> [RECORDS FOR PROCESSING]:
## Begin

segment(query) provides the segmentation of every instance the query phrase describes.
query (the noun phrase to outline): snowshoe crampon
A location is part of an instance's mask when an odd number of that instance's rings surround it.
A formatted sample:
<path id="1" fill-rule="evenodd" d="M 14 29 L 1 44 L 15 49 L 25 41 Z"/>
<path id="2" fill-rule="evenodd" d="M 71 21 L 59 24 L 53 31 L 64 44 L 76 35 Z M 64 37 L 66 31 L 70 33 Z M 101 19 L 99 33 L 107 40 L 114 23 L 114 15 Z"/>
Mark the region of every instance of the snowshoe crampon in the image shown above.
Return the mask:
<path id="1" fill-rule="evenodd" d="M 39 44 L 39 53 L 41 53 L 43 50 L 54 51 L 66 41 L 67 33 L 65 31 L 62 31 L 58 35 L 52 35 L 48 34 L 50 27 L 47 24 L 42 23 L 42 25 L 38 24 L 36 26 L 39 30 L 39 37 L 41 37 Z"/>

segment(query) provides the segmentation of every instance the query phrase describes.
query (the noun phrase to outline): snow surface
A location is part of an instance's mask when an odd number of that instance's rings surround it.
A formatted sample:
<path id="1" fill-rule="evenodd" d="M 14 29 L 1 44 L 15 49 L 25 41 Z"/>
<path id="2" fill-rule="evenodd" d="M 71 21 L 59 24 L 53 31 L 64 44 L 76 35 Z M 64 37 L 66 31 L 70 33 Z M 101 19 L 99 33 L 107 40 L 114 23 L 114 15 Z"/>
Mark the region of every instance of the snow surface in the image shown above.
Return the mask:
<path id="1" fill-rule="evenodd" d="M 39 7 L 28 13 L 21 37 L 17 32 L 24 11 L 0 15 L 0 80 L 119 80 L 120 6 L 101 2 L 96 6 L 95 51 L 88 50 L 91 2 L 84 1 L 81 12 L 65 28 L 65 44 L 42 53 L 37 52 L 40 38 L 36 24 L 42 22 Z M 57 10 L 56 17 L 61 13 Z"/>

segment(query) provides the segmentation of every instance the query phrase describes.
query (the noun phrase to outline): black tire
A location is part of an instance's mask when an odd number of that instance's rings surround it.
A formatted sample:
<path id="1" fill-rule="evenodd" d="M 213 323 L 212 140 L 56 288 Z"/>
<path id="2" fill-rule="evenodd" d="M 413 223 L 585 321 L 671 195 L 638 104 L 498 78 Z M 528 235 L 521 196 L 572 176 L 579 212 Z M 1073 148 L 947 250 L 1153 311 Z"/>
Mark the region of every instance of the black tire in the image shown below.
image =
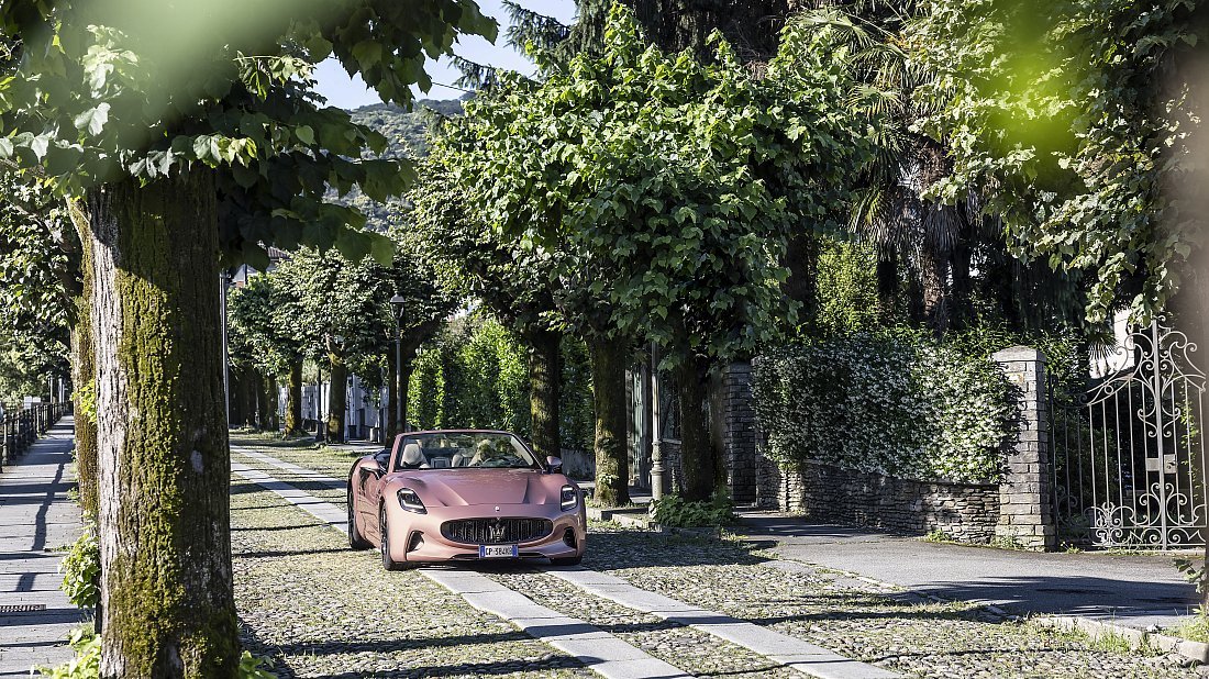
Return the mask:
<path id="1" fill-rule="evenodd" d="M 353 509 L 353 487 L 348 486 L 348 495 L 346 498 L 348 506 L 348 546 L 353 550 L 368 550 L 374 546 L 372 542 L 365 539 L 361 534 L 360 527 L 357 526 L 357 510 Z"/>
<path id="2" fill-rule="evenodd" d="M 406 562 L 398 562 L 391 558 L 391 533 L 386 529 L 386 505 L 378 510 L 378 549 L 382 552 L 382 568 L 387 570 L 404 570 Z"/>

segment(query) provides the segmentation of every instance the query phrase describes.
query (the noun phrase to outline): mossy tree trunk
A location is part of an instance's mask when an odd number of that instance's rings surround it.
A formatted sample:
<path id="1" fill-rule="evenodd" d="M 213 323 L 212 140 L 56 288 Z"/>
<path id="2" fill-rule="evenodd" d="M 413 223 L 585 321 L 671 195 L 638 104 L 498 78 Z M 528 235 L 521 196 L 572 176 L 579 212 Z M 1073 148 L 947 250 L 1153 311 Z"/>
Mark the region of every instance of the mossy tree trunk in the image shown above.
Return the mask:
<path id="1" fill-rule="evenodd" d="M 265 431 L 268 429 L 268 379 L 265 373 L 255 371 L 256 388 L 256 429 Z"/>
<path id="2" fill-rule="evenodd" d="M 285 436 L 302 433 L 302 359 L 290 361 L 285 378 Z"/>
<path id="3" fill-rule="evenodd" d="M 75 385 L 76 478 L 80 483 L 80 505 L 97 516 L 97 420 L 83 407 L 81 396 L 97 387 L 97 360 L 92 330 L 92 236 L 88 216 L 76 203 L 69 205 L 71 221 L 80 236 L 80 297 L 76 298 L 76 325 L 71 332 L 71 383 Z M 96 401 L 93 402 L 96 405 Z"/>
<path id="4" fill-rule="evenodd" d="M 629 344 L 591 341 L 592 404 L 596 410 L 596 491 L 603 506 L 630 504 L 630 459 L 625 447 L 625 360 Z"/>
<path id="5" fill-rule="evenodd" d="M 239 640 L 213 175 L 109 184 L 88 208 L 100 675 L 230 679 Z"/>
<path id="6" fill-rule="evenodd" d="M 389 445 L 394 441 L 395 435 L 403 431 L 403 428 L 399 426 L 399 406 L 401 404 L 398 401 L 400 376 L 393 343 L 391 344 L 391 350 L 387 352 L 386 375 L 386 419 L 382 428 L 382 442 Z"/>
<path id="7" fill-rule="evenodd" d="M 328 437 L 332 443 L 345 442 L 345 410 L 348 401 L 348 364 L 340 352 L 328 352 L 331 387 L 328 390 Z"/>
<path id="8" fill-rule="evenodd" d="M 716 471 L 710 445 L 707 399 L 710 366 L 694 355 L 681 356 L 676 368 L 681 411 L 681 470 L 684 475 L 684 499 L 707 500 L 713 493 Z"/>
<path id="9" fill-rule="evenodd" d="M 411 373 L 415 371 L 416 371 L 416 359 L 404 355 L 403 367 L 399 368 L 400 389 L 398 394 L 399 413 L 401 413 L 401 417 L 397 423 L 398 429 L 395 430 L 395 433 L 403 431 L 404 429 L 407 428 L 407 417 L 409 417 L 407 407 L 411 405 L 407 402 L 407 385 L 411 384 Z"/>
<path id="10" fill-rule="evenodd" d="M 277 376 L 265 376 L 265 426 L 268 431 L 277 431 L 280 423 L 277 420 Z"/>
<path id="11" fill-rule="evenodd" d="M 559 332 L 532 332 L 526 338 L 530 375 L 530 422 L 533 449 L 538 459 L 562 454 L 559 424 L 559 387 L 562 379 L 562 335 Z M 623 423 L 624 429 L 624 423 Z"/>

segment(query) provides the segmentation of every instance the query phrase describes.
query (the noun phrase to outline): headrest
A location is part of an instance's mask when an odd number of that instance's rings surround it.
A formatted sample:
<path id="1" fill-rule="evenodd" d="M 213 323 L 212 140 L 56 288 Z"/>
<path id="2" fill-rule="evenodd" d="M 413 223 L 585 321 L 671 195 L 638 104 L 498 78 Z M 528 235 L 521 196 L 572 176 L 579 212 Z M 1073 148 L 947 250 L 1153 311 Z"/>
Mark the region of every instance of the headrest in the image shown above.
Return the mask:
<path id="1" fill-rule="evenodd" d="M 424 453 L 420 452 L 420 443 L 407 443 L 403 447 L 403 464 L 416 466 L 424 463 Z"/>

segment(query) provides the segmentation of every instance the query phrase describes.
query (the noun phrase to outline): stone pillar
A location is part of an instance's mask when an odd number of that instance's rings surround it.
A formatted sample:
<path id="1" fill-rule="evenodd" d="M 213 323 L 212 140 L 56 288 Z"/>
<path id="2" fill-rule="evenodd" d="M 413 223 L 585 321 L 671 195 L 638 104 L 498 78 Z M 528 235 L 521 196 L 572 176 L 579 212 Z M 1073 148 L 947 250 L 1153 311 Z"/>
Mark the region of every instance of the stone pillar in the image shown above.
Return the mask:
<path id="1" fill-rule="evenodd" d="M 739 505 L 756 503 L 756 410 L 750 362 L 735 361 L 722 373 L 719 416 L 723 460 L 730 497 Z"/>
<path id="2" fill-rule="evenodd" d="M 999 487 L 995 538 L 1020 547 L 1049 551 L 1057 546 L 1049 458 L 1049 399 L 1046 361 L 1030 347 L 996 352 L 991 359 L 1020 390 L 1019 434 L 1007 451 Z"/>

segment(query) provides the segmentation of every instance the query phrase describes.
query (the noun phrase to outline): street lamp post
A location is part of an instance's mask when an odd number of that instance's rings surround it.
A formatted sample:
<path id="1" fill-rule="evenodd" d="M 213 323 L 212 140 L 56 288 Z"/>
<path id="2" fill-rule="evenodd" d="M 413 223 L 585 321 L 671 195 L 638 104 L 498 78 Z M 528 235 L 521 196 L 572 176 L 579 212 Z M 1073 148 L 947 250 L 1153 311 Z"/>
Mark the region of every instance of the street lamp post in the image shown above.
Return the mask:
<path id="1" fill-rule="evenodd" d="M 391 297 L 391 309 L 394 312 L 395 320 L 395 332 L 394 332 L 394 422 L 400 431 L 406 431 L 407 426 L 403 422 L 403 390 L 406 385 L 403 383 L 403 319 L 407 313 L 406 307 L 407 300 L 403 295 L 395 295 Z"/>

## End

> [TASK REQUIREMENTS]:
Lay out the data, from the top through the line containing "80 L 119 80", as a two-column CSV with the headers input and output. Give one row for each answer, with the text leading up to that answer under input and the answer itself under output. Put every field in quotes and turn line breaks into spaces.

> [WORKED ANSWER]:
input,output
"segment(query) provides the segmentation of every instance the query phrase describes. query (the noun phrase to outline): snowshoe crampon A location is part of an instance's mask when an odd number of that instance's rings surround it. A formatted sample: <path id=""1"" fill-rule=""evenodd"" d=""M 14 29 L 1 44 L 15 49 L 25 41 Z""/> <path id=""2"" fill-rule=""evenodd"" d=""M 71 21 L 59 24 L 53 31 L 64 44 L 76 35 Z M 64 37 L 66 31 L 70 33 Z M 101 19 L 99 33 L 107 40 L 114 23 L 114 15 Z""/> Mark the region of every instance of the snowshoe crampon in the image shown above. Return the mask:","<path id=""1"" fill-rule=""evenodd"" d=""M 39 44 L 39 53 L 41 53 L 43 50 L 54 51 L 66 41 L 67 33 L 65 31 L 62 31 L 58 35 L 52 35 L 48 34 L 50 27 L 47 24 L 42 23 L 42 25 L 38 24 L 36 26 L 39 30 L 39 37 L 41 37 Z""/>"
"segment(query) provides the segmentation of every instance the query phrase describes. query (the noun phrase to outline): snow surface A location is part of an instance's mask when an odd number of that instance's rings surround it. A formatted sample: <path id=""1"" fill-rule=""evenodd"" d=""M 14 29 L 1 44 L 15 49 L 25 41 Z""/> <path id=""2"" fill-rule=""evenodd"" d=""M 71 21 L 59 24 L 53 31 L 64 44 L 76 35 Z M 64 37 L 66 31 L 70 33 Z M 101 19 L 99 33 L 107 40 L 114 23 L 114 15 Z""/> Mark the region of every instance of the snow surface in the image shown above. Return the mask:","<path id=""1"" fill-rule=""evenodd"" d=""M 39 7 L 28 13 L 21 37 L 17 32 L 24 11 L 0 15 L 0 80 L 119 80 L 120 6 L 101 2 L 96 6 L 95 51 L 88 50 L 91 2 L 84 1 L 81 12 L 65 28 L 65 44 L 42 53 L 37 52 L 40 38 L 36 24 L 42 22 Z M 57 10 L 56 17 L 61 13 Z""/>"